Job item:
Pictures stay out, but every line of the data is copied exactly.

[Given records Boundary: Start]

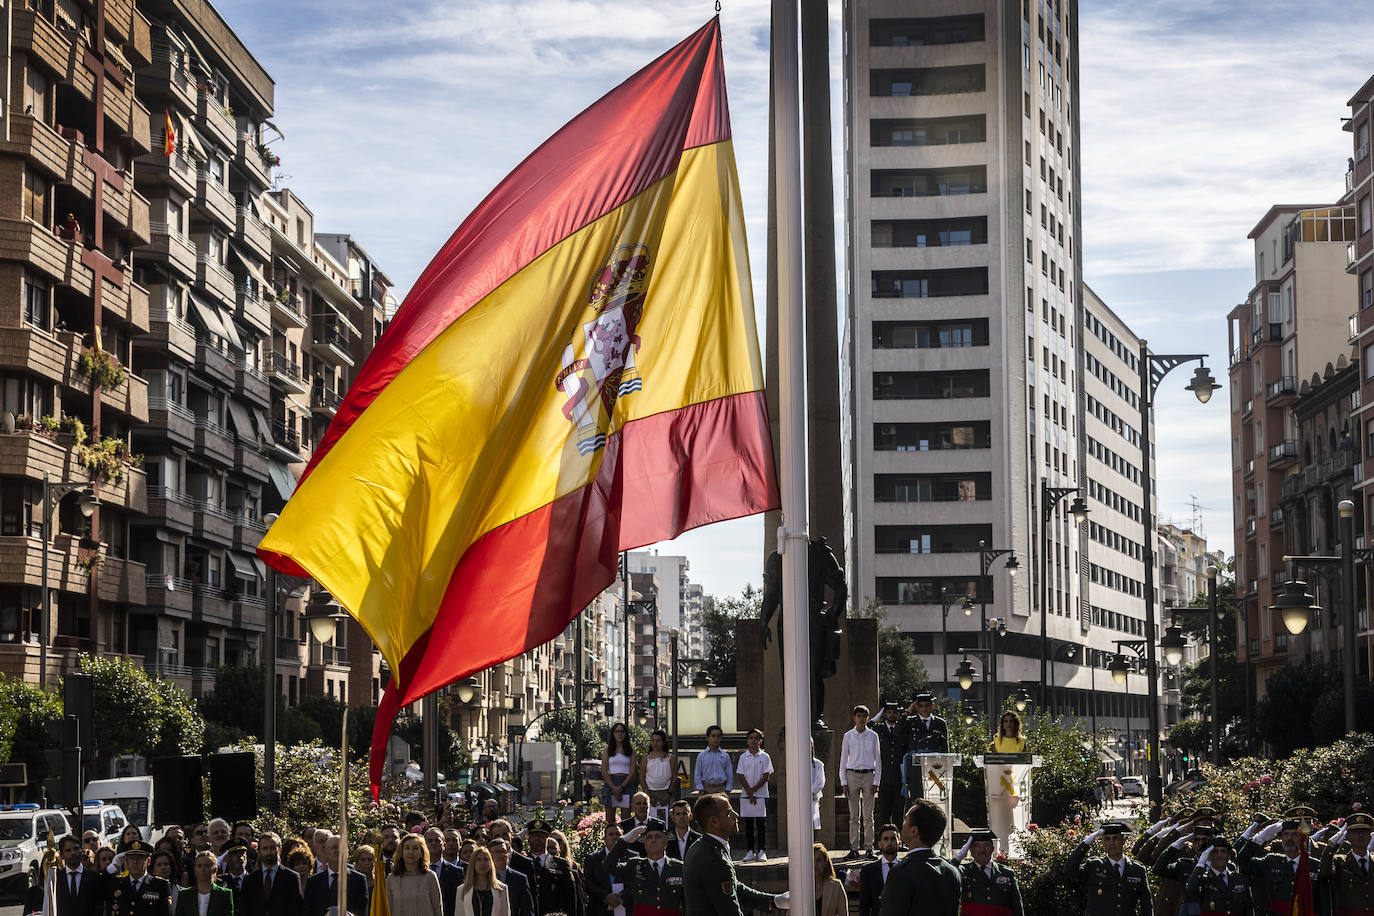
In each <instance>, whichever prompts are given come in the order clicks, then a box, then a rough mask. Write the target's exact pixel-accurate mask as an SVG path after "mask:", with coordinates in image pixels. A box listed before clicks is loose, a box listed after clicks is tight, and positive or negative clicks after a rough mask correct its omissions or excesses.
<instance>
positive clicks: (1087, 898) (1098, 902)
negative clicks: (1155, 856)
mask: <svg viewBox="0 0 1374 916" xmlns="http://www.w3.org/2000/svg"><path fill="white" fill-rule="evenodd" d="M1125 834H1127V828H1125V824H1120V823H1112V824H1103V825H1102V827H1099V828H1098V829H1095V831H1092V832H1091V834H1088V835H1087V836H1085V838H1084V839H1083V842H1081V843H1079V846H1077V847H1076V849H1074V850H1073V851H1072V853H1069V858H1068V861H1065V864H1063V872H1065V875H1068V876H1069V878H1073V879H1077V880H1080V882H1083V886H1084V891H1085V895H1087V902H1085V904H1084V909H1083V912H1084V915H1085V916H1150V909H1151V897H1150V876H1149V875H1146V872H1145V865H1142V864H1140V862H1138V861H1135V860H1134V858H1131V857H1128V856H1127V854H1125ZM1098 839H1101V840H1102V851H1103V853H1105V856H1101V857H1094V858H1088V853H1090V851H1091V850H1092V843H1094V842H1095V840H1098Z"/></svg>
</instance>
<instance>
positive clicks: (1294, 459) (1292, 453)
mask: <svg viewBox="0 0 1374 916" xmlns="http://www.w3.org/2000/svg"><path fill="white" fill-rule="evenodd" d="M1296 460H1297V439H1283V441H1282V442H1275V444H1274V445H1271V446H1270V467H1271V468H1275V467H1282V466H1285V464H1292V463H1293V461H1296Z"/></svg>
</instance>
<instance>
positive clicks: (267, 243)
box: [234, 207, 272, 261]
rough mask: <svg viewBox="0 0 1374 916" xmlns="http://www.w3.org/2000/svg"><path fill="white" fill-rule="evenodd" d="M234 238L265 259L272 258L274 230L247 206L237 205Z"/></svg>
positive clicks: (247, 249) (271, 259)
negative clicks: (267, 224)
mask: <svg viewBox="0 0 1374 916" xmlns="http://www.w3.org/2000/svg"><path fill="white" fill-rule="evenodd" d="M234 238H235V240H238V242H240V243H242V244H243V247H246V249H247V250H249V251H251V253H253V254H256V255H257V257H260V258H262V260H264V261H271V260H272V231H271V229H268V228H267V224H265V222H262V220H260V218H257V217H256V216H253V211H251V210H249V209H247V207H235V213H234Z"/></svg>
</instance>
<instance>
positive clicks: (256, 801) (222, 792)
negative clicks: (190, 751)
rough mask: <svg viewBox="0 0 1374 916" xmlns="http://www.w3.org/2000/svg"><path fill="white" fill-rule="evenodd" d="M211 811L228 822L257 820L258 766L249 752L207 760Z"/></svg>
mask: <svg viewBox="0 0 1374 916" xmlns="http://www.w3.org/2000/svg"><path fill="white" fill-rule="evenodd" d="M210 810H212V812H213V813H214V816H216V817H223V818H224V820H227V821H229V823H232V821H236V820H251V818H254V817H257V765H256V764H254V761H253V753H251V751H243V753H238V754H213V755H212V757H210Z"/></svg>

[Given records Boundary: End]

Task response:
In each <instance>, whichever prompts are given come in the order clicks, then a box, then a rough mask. Write the target's exact pixel-accurate mask as an SVG path after "mask:", with coordinates in image pixels. A box listed before clicks is loose, a box listed after clicks is tight, and positive or negative clicks after a rough mask correct its omissions or excesses.
<instance>
positive clicks: (1087, 898) (1098, 902)
negative clicks: (1155, 856)
mask: <svg viewBox="0 0 1374 916" xmlns="http://www.w3.org/2000/svg"><path fill="white" fill-rule="evenodd" d="M1125 834H1127V828H1125V824H1120V823H1112V824H1103V825H1102V827H1099V828H1098V829H1095V831H1092V832H1091V834H1088V835H1087V836H1085V838H1084V839H1083V842H1081V843H1079V846H1077V847H1076V849H1074V850H1073V851H1072V853H1069V858H1068V861H1065V864H1063V872H1065V875H1068V876H1069V878H1073V879H1077V880H1080V882H1083V886H1084V891H1085V895H1087V902H1085V904H1084V909H1083V912H1084V915H1085V916H1150V909H1151V897H1150V876H1149V875H1146V872H1145V865H1142V864H1140V862H1138V861H1135V860H1134V858H1131V857H1128V856H1127V854H1125ZM1098 839H1101V840H1102V851H1103V853H1105V856H1101V857H1094V858H1088V853H1090V851H1091V850H1092V843H1094V842H1095V840H1098Z"/></svg>
</instance>
<instance>
positive clicks: (1294, 459) (1292, 453)
mask: <svg viewBox="0 0 1374 916" xmlns="http://www.w3.org/2000/svg"><path fill="white" fill-rule="evenodd" d="M1296 460H1297V439H1283V441H1282V442H1275V444H1274V445H1271V446H1270V467H1271V468H1275V467H1282V466H1285V464H1292V463H1293V461H1296Z"/></svg>
</instance>
<instance>
positive clicks: (267, 243)
box: [234, 207, 272, 261]
rough mask: <svg viewBox="0 0 1374 916" xmlns="http://www.w3.org/2000/svg"><path fill="white" fill-rule="evenodd" d="M234 238L265 259L272 258L274 230L247 206L237 205Z"/></svg>
positive clicks: (247, 249) (271, 259)
negative clicks: (267, 224)
mask: <svg viewBox="0 0 1374 916" xmlns="http://www.w3.org/2000/svg"><path fill="white" fill-rule="evenodd" d="M234 238H235V240H238V242H240V243H242V244H243V247H246V249H247V250H249V251H251V253H253V254H256V255H257V257H260V258H262V260H264V261H271V260H272V231H271V229H268V228H267V224H265V222H262V220H260V218H257V217H256V216H253V211H251V210H249V209H247V207H235V213H234Z"/></svg>
</instance>
<instance>
positive clicks: (256, 801) (222, 792)
negative clicks: (190, 751)
rough mask: <svg viewBox="0 0 1374 916" xmlns="http://www.w3.org/2000/svg"><path fill="white" fill-rule="evenodd" d="M211 811L228 822L257 820L258 766L249 752L207 760Z"/></svg>
mask: <svg viewBox="0 0 1374 916" xmlns="http://www.w3.org/2000/svg"><path fill="white" fill-rule="evenodd" d="M210 810H212V812H213V813H214V816H216V817H223V818H224V820H227V821H229V823H232V821H236V820H251V818H254V817H257V765H256V764H254V761H253V753H251V751H243V753H238V754H213V755H212V757H210Z"/></svg>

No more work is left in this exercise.